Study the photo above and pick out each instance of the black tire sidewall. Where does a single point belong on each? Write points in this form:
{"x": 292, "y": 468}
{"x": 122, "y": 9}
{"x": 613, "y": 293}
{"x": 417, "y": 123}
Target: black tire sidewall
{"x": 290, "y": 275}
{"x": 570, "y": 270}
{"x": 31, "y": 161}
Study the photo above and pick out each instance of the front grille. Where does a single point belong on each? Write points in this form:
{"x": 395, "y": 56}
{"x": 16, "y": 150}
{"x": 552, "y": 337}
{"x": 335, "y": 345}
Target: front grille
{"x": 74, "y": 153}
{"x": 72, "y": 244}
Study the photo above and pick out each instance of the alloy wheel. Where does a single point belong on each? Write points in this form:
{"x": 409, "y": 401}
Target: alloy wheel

--------------------

• _Your instructions_:
Retype every record above exactly as written.

• _Response to this task_:
Study the photo above and pick out each instance of the black tire sidewall. Where does a single point belong on each? Write points in this form:
{"x": 292, "y": 468}
{"x": 122, "y": 9}
{"x": 613, "y": 293}
{"x": 417, "y": 123}
Target: black tire sidewall
{"x": 290, "y": 275}
{"x": 570, "y": 270}
{"x": 31, "y": 161}
Study the photo above and pick out each instance of the front grille. Where does a single point belong on each? Write points in this form:
{"x": 395, "y": 56}
{"x": 16, "y": 150}
{"x": 552, "y": 337}
{"x": 335, "y": 345}
Target: front grille
{"x": 74, "y": 153}
{"x": 72, "y": 244}
Study the photo above and pick out each instance of the alloy wheel. Where does a single point belong on each? Write points in this form:
{"x": 409, "y": 401}
Target: alloy wheel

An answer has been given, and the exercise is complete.